-- BEGIN Information shown --

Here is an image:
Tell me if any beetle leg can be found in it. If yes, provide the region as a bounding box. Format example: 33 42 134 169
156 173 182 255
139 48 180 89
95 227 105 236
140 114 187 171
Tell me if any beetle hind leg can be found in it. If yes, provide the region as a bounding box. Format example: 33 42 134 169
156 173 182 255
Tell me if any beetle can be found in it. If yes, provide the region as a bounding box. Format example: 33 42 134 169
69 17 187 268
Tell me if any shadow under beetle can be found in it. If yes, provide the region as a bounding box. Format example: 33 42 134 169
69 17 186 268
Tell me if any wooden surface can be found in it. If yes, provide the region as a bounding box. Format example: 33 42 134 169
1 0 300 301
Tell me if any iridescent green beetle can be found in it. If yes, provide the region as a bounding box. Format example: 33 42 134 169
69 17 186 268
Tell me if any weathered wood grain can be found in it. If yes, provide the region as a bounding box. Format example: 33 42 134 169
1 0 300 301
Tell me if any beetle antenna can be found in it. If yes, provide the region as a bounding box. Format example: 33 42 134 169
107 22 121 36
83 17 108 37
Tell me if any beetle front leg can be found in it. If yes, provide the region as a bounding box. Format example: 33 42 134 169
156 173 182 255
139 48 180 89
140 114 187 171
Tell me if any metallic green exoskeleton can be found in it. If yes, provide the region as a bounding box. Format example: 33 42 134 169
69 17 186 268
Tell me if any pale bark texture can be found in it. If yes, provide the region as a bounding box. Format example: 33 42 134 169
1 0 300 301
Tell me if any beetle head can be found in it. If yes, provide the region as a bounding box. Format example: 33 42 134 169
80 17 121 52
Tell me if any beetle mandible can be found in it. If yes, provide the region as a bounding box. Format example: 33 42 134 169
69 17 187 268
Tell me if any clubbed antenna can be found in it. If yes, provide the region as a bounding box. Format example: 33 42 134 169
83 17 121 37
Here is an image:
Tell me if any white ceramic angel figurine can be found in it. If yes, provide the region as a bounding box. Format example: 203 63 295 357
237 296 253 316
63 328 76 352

-- END Information shown --

- Task details
Retype all of the records above line by line, with no changes.

- The output
Here is an image:
Tell me if any beetle leg can be found in it. If yes, provide the region as a bounding box. Format example: 33 42 134 169
156 173 182 255
139 48 180 89
95 227 105 236
140 114 187 171
Tell me if any beetle hind leg can be found in it. If yes, provide the region as a bounding box. Format example: 33 42 134 169
156 173 182 255
Tell me if any beetle can be found in it. If yes, provide the region as a bounding box. Format example: 33 42 134 169
69 17 187 268
Tell me if any shadow under beetle can be found in it. If yes, provide the region as a bounding box. Format example: 33 42 134 169
69 17 186 268
Tell me if any wooden surface can be found in it. If yes, provide the region as a bounding box. Format example: 33 42 134 169
1 0 300 301
Tell me if any iridescent green beetle can be found in it. If yes, provide the region as a bounding box. Format example: 33 42 134 169
69 17 186 268
Tell me if any weathered wood grain can be found in it. If yes, provide the region as a bounding box. Format example: 33 42 134 169
1 0 300 301
Tell me if any beetle antenna can be found in it. If yes, provide the region as a bounding box. Format example: 33 42 134 169
107 22 121 36
83 17 108 37
Tell me if any beetle front leg can be found in it. If yes, provide the region as a bounding box. Format example: 33 42 134 169
156 173 182 255
139 48 180 89
140 114 187 171
Tell me if any metallic green exoskeleton can be found in it. If yes, provide the region as a bounding box. Format example: 33 42 134 169
69 17 186 268
Tell me if any pale bark texture can be found in it. If yes, provide the region as a bounding box. Format example: 33 42 134 169
1 0 300 301
Tell me if any beetle head can be found in it. If yes, provide the region as a bounding box. Format example: 33 42 134 169
80 17 121 52
Tell me if any beetle mandible can be found in it. If yes, provide the region as a bounding box. Format example: 33 42 134 169
69 17 187 268
Tell me if any clubbed antenna can be found in it. If yes, provide the region as a bounding box. Format example: 33 42 134 169
83 17 121 37
Here is an image:
Tell me if any white ceramic angel figurine can be found in it. If yes, provide the region as a bounding box. Format example: 203 63 295 357
237 296 253 316
63 328 76 352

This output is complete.